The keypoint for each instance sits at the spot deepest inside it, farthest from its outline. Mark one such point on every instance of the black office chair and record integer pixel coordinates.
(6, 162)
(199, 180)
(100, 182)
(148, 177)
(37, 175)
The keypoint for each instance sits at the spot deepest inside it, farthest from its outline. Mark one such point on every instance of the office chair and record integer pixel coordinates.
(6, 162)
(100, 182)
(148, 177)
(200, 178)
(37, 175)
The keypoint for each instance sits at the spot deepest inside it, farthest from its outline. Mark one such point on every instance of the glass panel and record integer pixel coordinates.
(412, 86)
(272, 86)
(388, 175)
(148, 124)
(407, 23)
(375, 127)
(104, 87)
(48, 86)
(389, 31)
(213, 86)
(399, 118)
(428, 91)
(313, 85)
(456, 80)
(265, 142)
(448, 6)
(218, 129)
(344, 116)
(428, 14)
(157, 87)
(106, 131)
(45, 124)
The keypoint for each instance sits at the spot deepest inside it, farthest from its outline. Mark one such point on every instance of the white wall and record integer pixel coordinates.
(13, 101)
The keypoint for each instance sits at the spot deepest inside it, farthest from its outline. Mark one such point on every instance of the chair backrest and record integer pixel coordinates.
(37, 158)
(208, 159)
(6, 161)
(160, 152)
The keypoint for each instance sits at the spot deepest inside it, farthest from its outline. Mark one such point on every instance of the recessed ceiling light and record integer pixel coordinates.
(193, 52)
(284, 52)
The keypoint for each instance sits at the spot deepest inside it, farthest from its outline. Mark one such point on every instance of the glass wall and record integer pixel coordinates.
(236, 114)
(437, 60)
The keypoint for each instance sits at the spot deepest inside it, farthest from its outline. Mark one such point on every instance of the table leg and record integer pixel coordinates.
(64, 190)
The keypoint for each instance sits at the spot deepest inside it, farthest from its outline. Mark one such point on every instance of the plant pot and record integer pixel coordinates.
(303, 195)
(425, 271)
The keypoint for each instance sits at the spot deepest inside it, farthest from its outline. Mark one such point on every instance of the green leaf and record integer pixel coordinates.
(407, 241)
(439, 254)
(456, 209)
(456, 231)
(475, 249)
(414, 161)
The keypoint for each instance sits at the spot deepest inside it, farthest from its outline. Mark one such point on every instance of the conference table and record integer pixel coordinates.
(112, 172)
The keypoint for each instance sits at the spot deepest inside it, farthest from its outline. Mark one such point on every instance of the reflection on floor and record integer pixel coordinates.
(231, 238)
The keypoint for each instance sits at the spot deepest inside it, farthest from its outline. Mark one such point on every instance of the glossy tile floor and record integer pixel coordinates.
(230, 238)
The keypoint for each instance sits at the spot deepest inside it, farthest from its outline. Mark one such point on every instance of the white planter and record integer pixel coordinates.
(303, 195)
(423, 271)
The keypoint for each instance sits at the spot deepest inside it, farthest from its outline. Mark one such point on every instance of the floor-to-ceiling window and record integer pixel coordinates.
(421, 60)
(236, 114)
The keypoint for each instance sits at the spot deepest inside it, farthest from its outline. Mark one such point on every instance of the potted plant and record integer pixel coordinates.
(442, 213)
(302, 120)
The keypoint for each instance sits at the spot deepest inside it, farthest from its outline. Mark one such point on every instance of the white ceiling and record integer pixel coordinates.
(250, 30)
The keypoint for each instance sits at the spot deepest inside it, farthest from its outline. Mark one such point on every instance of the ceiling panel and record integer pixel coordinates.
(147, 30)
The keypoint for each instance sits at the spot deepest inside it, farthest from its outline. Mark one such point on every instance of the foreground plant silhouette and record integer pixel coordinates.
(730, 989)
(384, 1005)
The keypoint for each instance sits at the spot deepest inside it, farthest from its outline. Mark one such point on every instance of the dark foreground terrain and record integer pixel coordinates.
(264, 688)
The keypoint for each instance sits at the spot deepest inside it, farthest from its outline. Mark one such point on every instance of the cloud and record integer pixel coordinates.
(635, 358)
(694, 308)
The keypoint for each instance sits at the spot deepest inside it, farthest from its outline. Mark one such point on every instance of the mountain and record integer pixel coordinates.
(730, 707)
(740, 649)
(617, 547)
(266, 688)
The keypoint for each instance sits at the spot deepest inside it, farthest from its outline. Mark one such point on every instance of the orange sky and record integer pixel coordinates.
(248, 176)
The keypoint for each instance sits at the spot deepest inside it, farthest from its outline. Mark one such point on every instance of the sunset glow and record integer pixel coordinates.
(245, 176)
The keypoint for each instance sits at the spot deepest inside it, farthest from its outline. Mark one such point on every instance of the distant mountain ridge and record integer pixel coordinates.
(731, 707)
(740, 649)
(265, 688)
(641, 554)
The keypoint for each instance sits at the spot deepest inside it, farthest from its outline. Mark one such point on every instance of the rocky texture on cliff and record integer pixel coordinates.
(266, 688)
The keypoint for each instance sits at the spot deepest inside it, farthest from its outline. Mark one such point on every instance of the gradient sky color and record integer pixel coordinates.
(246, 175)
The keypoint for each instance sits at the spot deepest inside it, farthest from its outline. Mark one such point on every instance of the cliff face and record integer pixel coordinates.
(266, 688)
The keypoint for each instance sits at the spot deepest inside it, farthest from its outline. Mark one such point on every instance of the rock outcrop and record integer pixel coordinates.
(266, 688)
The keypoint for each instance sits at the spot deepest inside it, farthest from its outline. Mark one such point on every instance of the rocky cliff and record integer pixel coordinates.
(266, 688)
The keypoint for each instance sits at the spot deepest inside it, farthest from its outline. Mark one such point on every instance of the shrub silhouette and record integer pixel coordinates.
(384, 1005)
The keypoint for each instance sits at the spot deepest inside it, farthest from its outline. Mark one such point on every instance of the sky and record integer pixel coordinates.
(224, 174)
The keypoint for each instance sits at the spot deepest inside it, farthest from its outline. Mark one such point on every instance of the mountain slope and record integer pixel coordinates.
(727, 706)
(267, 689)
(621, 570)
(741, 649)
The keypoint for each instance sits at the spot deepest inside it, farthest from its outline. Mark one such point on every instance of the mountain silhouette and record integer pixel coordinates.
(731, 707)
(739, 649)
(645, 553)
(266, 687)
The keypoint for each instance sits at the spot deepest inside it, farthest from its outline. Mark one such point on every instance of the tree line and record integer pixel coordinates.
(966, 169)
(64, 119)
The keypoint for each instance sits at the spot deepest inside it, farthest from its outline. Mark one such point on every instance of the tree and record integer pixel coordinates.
•••••
▶ **EXERCISE INSTRUCTIONS**
Repeat the entries exactly, leaving nothing out.

▶ **RESULT BELOW**
The keypoint for each instance sits at the spot deepest inside it, farthest from its outline. Mark one such point on every instance of the black office chair and record integer pixel coordinates.
(6, 162)
(199, 180)
(100, 182)
(148, 177)
(37, 175)
The keypoint for each instance sits at the spot deepest inside it, farthest from its outline. Mark one such point on every instance of the office chair and record integer pixel coordinates.
(6, 162)
(100, 182)
(148, 177)
(200, 178)
(37, 175)
The keypoint for each instance sits at the spot deepest inside it, farthest from its outline. Mark one such point on every instance of the glass panel and record integer pixel coordinates.
(412, 86)
(272, 86)
(388, 175)
(148, 124)
(407, 23)
(375, 127)
(104, 87)
(48, 86)
(389, 31)
(213, 86)
(399, 118)
(428, 91)
(313, 85)
(456, 80)
(265, 142)
(448, 6)
(218, 129)
(344, 116)
(428, 14)
(157, 87)
(106, 131)
(45, 124)
The keypoint for each instance sits at the spot deepest inside it, farthest from its outline. Mark one such point on every instance of the white wall and record integer pixel coordinates.
(13, 101)
The keypoint for each instance sits at the spot deepest inside it, farthest from its outline. Mark one such point on every instance of the chair backrest and record integer pixel coordinates.
(37, 158)
(208, 159)
(6, 161)
(160, 152)
The keypoint for each instance sits at the spot deepest inside it, farthest from its outline. Mark one such point on every instance of the recessed ceiling light and record integer pixel coordinates.
(193, 52)
(284, 52)
The keypoint for each instance sits at the spot deepest inside it, farthest from its outline. Mark one such point on every instance of the glass wall and record integer pixel coordinates.
(236, 114)
(437, 60)
The keypoint for each instance sits at the spot deepest inside it, farthest from its outline. Mark one such point on every instance of the table leg and record integer pixel coordinates.
(64, 190)
The keypoint for each instance sits at the spot deepest inside it, farthest from its outline. Mark one such point on every instance of the plant pot and record integer pixel coordinates.
(303, 195)
(425, 271)
The keypoint for each instance sits at the spot deepest inside it, farthest from its outline. Mark one such point on every instance of the green leaf and record integer pixel coordinates.
(407, 241)
(439, 254)
(456, 209)
(456, 231)
(475, 249)
(414, 161)
The keypoint for each instance sits at the spot deepest inside it, farthest from its outline. Mark one such point on every instance of the conference table and record integer pixel coordinates.
(112, 172)
The keypoint for each instance sits at the spot deepest inside it, farthest from its outline. Mark one such point on every instance of the reflection on floor and record integer pixel coordinates.
(231, 238)
The keypoint for each instance sits at the spot deepest inside it, farthest from its outline. Mark one such point on every instance of the glossy tile floor and record integer pixel coordinates.
(230, 238)
The keypoint for each instance sits at the spot deepest inside it, farthest from its outline. Mark one such point on every instance of the white planter and record integer pixel coordinates.
(303, 195)
(423, 271)
The keypoint for each instance sits at the spot deepest inside it, farthest from its outline. Mark one such point on every instance of the floor-to-ceiling window and record integer pixel coordinates.
(421, 60)
(236, 114)
The keypoint for each instance sits at the spot deepest inside it, farthest from its outline. Mark one such point on every instance of the potted plant and record integer pixel coordinates.
(442, 213)
(302, 120)
The keypoint for each instance sits at the spot deepest inside it, farthest from its outline. Mark one such point on every instance of the white ceiling and record integer pixel coordinates.
(250, 30)
The keypoint for each instance sits at the spot deepest inside it, farthest from its outline. Mark one such point on every instance of the ceiling panel and record integer pixel coordinates.
(147, 30)
The keypoint for each instance sits at the spot deepest inside it, farthest from its outline. Mark one such point on every instance of the foreground plant silhouette and record integer pixel coordinates.
(730, 989)
(384, 1005)
The keypoint for each instance sits at the spot deepest inside it, farthest from its outline. Mark one such point on every instance of the dark foreground terrain and record integer pixel coordinates.
(264, 688)
The keypoint for each instance sits at the spot deepest inside it, farthest from its outline. Mark one such point on every instance of the cloud and record integer pixel coordinates.
(635, 358)
(694, 308)
The keypoint for each instance sits at the spot deepest inside it, farthest from its outline. Mark one such point on every instance of the mountain and record integer pixel coordinates.
(730, 707)
(740, 649)
(617, 547)
(266, 688)
The keypoint for each instance sits at the spot deepest inside it, farthest from its outline. Mark one such point on every instance of the orange sky and record integer pixel coordinates.
(248, 176)
The keypoint for each instance sits at the spot deepest inside it, farthest from its outline. Mark one such point on every instance of the sunset glow and record integer pixel coordinates.
(245, 176)
The keypoint for each instance sits at the spot deepest inside it, farthest from its outline. Mark one such point on every instance of the distant mountain ridge and record integer pixel coordinates.
(731, 707)
(740, 649)
(265, 688)
(641, 554)
The keypoint for each instance sits at the spot deepest inside it, farthest from its outline. Mark one such point on every instance of the rocky texture on cliff and record integer pixel coordinates.
(266, 688)
The keypoint for each instance sits at the spot deepest inside it, farthest from its outline. Mark one such point on every instance of the gradient sky color and record integer pixel coordinates.
(246, 175)
The keypoint for each instance sits at the spot deepest inside it, farthest from its outline. Mark one such point on every instance of the cliff face and record integer pixel coordinates.
(266, 688)
The keypoint for each instance sits at the spot deepest inside it, farthest from its outline. Mark one such point on every instance of the rock outcrop and record integer pixel coordinates.
(266, 688)
The keypoint for each instance sits at the spot deepest inside it, farthest from its outline. Mark one such point on every instance of the rocky cliff and record integer pixel coordinates.
(266, 688)
The keypoint for each instance sits at the spot deepest inside it, farthest from its outline. Mark one such point on every instance of the shrub silhouette and record integer pixel coordinates.
(384, 1005)
The keypoint for each instance sits at the spot deepest inside it, farthest from its outline. Mark one such point on every instance of the sky and record integer pixel coordinates.
(224, 174)
The keypoint for each instance sits at the spot deepest inside it, farthest from its outline. Mark one such point on every instance of the mountain slope and record integer pixel coordinates.
(727, 706)
(267, 689)
(621, 570)
(741, 649)
The keypoint for each instance sits at the spot deepest inside it, farthest from its outline. Mark one such point on every instance of the mountain silhouette and record integer pixel coordinates.
(731, 707)
(739, 649)
(645, 553)
(266, 687)
The keypoint for each instance sits at the spot deepest inside it, farthest from its outline. Mark one such point on every instance of the tree line and record integer pixel coordinates.
(966, 169)
(64, 119)
The keypoint for each instance sits at the spot deepest inside it, farthest from its outline. Mark one such point on every instance of the tree and record integer pixel coordinates.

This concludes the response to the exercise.